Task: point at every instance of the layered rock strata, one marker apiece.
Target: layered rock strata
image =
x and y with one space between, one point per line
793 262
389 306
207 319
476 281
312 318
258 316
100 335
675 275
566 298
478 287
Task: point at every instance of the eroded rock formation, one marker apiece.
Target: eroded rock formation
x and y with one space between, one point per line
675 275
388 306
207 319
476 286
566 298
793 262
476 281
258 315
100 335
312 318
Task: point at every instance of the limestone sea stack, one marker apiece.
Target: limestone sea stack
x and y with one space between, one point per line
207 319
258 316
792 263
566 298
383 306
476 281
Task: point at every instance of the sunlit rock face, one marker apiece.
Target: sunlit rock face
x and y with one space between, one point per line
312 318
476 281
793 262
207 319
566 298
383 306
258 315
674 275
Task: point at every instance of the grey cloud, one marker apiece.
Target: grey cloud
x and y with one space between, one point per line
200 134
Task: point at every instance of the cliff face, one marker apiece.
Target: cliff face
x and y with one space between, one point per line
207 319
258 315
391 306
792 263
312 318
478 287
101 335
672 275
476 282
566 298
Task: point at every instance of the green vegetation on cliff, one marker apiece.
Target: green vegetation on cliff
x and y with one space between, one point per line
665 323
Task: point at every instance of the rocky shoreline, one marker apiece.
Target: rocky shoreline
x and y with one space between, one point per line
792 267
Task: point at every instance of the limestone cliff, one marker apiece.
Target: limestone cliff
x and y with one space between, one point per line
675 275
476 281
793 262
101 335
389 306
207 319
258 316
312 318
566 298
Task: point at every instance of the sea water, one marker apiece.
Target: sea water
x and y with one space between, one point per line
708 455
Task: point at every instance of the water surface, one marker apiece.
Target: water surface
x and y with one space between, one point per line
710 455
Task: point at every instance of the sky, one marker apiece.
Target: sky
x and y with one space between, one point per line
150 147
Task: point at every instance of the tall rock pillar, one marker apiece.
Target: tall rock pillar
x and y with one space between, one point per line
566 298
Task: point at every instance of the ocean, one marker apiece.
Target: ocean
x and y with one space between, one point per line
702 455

_ _ _ _

ACTIVITY:
Pull out all lines containing the word "green" from the entries above.

SOLUTION TO THE PROBLEM:
Task: point at every instance of the green vegetation on cliff, one marker apiece.
Target: green vegetation on cliff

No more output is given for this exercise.